**Exercise brief**:
Output each of the following entries verbatim, every line in its original order.

**Exercise inputs**:
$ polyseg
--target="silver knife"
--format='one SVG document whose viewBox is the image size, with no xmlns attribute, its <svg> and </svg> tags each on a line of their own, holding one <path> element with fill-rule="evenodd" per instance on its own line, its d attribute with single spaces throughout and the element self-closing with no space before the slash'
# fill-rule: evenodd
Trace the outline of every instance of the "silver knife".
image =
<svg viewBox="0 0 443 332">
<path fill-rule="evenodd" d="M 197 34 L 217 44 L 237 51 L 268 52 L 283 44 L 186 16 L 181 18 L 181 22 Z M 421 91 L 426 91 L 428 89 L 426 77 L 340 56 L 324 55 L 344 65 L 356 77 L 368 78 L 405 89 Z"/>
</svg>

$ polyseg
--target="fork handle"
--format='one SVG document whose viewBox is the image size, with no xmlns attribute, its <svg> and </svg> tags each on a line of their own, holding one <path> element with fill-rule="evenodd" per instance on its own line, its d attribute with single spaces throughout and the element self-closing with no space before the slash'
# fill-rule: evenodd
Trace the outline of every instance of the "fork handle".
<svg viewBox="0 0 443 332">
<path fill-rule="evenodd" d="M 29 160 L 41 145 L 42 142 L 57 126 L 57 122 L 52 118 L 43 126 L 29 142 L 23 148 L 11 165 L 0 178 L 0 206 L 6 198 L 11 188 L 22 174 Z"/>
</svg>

**Exercise answer**:
$ polyseg
--target="silver knife"
--format='one SVG document whose viewBox is the image size, with no xmlns attribute, its <svg> and </svg> tags each on a line of their own, holding one <path> element with fill-rule="evenodd" per instance on its own line, its d attribute with single spaces throughout and the element self-closing with no space before the slash'
# fill-rule: evenodd
Trace the outline of every instance of the "silver knife".
image =
<svg viewBox="0 0 443 332">
<path fill-rule="evenodd" d="M 197 34 L 217 44 L 237 51 L 268 52 L 283 44 L 186 16 L 181 18 L 181 22 Z M 421 91 L 426 91 L 428 89 L 426 77 L 340 56 L 324 55 L 344 65 L 356 77 L 368 78 L 405 89 Z"/>
</svg>

$ polyseg
--target="fork handle"
--format='one SVG document whose viewBox is the image size, with no xmlns attribute, its <svg> and </svg> tags each on a line of their own, holding one <path> element with fill-rule="evenodd" per instance on its own line, its d attribute with single spaces throughout and the element self-closing with no space before the slash'
# fill-rule: evenodd
Trace the outline of every instance of the "fork handle".
<svg viewBox="0 0 443 332">
<path fill-rule="evenodd" d="M 29 160 L 41 145 L 42 142 L 57 126 L 57 122 L 52 118 L 43 126 L 29 142 L 23 148 L 11 165 L 0 178 L 0 206 L 6 198 L 11 188 L 22 174 Z"/>
</svg>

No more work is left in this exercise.